[PASSAGE TO READ]
________________

Volume 34, Number 3 - Winter 1995


Mules at Silver Dollar City
by Pat Talburt

Editor’s note:In September 1982, two University of Missouri professors animal scientist Melvin Bradley and photojournalist Duane Dailey interviewed Pat Talburt, Silver Dollar City, Stone County. The interview was part of a statewide project now titled The Mule Industry of Missouri Remembered. Eventually, 130 interviews were transcribed, published and made available to the public by the Missouri Mule Skinners Society and the University of Missouri Press, 1991. The project collected reminiscences about the breeding, rearing, training, showing, selling and recreation with mules. A copy of this collection is housed at the Missouri State Archives, Jefferson City.

Pat Talburt: My name’s Pat Talburt and I’m the director of merchandising here at Silver Dollar City. Been in charge of the outdoor crafts since 1976 when I arrived here.

As far as the Missouri mule, I don’t know . . . I really, myself, don’t know just a whole lot of history about the Missouri mule itself, other than it’s highly recognized as a Missouri-type animal and I believe that the true Missouri mule is part jack, of course, and bred to a Belgian workhorse. The traditional Missouri mule is a red mule, a big red mule. There are other mules in Tennessee, Kentucky and mules everywhere, but the Missouri mule traditionally was the bigger red workhorse-type mule. The big mules and the big horses have a personality that is . . . that makes it really good for us to work with on the park because they’re very docile. Seems like the bigger they are, the nicer they are or something like that. ‘Course they’re stronger too.

________________

[SUPPLIED MATERIAL]
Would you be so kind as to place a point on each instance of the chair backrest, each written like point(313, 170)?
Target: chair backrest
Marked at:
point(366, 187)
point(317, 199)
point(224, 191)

________________

[WHAT YOU ARE ASKED TO DO]
Continue the interview with Pat Talburt about mules at Silver Dollar City, starting right after the sentence that ends "they're stronger too."

[ANSWER TO THE PROBLEM]
We have tried various animals on the park. Some thin’ that might be good for Silver Dollar City would be to have some oxen on the park. However, they’re too unpredictable to be in crowds. Their bathroom habits are terrible. So on like that.

A mule seems to be about twice as smart as a horse, to our way of thinking, anyway. They... We can potty-train a mule. Be driven’ a wagon around the park, the mule’s tail comes up and old Tom Ristead, the guy driven’, says "Ahhh, get that tail down." They put the tail down. They wait ‘til he takes ‘em off the park to go to the bathroom. A horse will just go anywhere at any time, while he’s walkin’, while he’s runnin’; doesn’t matter. There’s a... a mule is kind of mysterious, a mysterious-type animal. They seem smart to me.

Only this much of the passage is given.